The deployment schedule above includes seven actions that are used to deploy a new database image in an environment with six clusters on a weekly basis. The first action creates the database image on a staging cluster named “cluster1.” The second action is performed two days after the first action (e.g., to give sufficient time to complete the first action) and uses a canary cluster named “cluster2” to validate the newly created image on “cluster1.” The third action is performed an hour after the second action and copies the new database image from “cluster1” to “cluster2.” The fourth action is performed 23 hours after the third action (e.g., after the deployment to the canary cluster has been tested and/or verified to be stable) and copies the new database image from “cluster2” to a production cluster named “cluster3.” The fifth action is performed a day after the fourth action and copies the new database image from “cluster3” to a production cluster named “cluster4.” The sixth action is performed a day after the fifth action and copies an older version of the database image from a production cluster named “cluster5” to a safety (i.e., backup) cluster named “cluster6.” The seventh action is performed a day after the sixth action and copies the new database image from “cluster4” to cluster5.”

Because the deployment schedule above identifies one or more clusters on which each action is performed, individual clusters can be configured for different purposes in the multi-cluster environment. For example, keeping “cluster6” one database image version behind in the deployment schedule allows the cluster to act as a safety or backup cluster for other clusters. In another example, “cluster1” acts as a staging cluster that builds a new database image before the database image is copied to other clusters.

Modifications to the deployment schedule above can be used to carry out other operations in the environment. For example, a variation of the deployment schedule utilizes a similar sequence of steps to deploy a new code build to the clusters. In another example, a rollback to an older database image is carried out by copying the older version of the database image from the backup cluster to other clusters and/or loading the older version from disk on the other clusters. In a third example, the deployment schedule includes deletion of a database image on a cluster after a certain number of days or weeks has passed since the database image was created (e.g., to comply with data protection and/or privacy regulations). In a fourth example, the deployment schedule includes snapshotting of a database image on a cluster on a periodic basis and/or prior to replacing the database image with a different version.

As mentioned above, schedulers 322-328 on the storage nodes use deployment schedules 338-344 to issue actions (e.g., actions 362-368) to be performed by the clusters. In some embodiments, multiple schedulers 322-328 are deployed in some or all storage nodes in the clusters to prevent the system from having a single point of failure in coordinating and/or carrying out code and/or data deployments.

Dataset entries

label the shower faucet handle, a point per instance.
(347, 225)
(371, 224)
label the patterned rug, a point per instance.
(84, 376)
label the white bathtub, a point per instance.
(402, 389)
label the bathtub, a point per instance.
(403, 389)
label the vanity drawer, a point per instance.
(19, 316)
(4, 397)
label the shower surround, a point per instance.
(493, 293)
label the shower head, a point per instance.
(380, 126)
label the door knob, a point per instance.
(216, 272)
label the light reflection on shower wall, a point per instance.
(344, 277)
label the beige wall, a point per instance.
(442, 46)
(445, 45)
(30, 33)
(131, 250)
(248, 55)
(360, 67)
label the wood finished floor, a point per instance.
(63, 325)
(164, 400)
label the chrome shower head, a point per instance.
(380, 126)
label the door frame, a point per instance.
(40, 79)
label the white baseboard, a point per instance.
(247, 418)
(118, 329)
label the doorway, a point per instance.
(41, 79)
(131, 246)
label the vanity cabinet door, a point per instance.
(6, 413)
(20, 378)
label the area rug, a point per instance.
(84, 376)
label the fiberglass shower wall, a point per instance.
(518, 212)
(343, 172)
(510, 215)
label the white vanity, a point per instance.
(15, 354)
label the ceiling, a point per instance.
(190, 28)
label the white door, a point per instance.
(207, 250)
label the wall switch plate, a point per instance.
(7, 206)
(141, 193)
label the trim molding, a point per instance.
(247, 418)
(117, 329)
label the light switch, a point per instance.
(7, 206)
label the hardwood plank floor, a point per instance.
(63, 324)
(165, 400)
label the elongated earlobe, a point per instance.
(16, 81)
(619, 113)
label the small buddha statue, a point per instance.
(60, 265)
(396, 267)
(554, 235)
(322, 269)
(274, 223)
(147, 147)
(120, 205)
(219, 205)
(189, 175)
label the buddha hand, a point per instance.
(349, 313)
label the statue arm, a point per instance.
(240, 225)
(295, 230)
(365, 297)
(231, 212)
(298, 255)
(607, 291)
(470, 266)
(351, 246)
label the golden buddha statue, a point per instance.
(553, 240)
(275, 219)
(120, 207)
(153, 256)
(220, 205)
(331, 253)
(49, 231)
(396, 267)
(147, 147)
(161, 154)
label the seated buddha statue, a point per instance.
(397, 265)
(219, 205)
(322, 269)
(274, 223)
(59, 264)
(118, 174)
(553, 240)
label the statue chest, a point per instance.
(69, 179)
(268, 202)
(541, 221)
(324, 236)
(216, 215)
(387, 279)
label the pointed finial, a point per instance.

## SHORT PROBLEM
Pick up the text on database deployment schedules across clusters where it ends and keep writing it.

## ANSWER TO THE EXERCISE
In one or more embodiments, each scheduler runs in a loop that checks for scheduled actions, changes to the deployment schedule, changes in state (e.g., states 354-360) on the scheduler's cluster and/or other clusters, and/or other events. When a new deployment schedule is available, the scheduler retrieves the deployment schedule from the “live configuration” tool. When an action in the deployment schedule is meant to occur, the scheduler emits the action to synchronization service 308 and/or verifies that another scheduler has already emitted the action to synchronization service 308. When the age of a database image on the scheduler's cluster exceeds the threshold number of days or weeks, the scheduler issues a “delete” action to synchronization service 308 to trigger deletion of the database image on the cluster.

After a given action is issued by one or more schedulers to synchronization service 308, synchronization service 308 stores the action in an action list 310. For example, synchronization service 308 includes an Apache ZooKeeper service that maintains action list 310 in one or more in-memory data registers. In this exemplary embodiment, schedulers 322-328 read and write actions in action list 310 using a path for action list 310. Each action includes one or more attributes from the deployment schedule and/or the scheduler issuing the action, such as one or more clusters to which the action pertains, the type of action, additional information related to the action (e.g., a list of input files used to create a new database image), and/or an identifier or host name for the scheduler. When multiple schedulers issue the same action, synchronization service 308 stores a single copy of the action in action list 310. Synchronization service 308 additionally maintains an ordering of actions in action list 310 to enforce sequential consistency in the execution of the actions by the corresponding clusters.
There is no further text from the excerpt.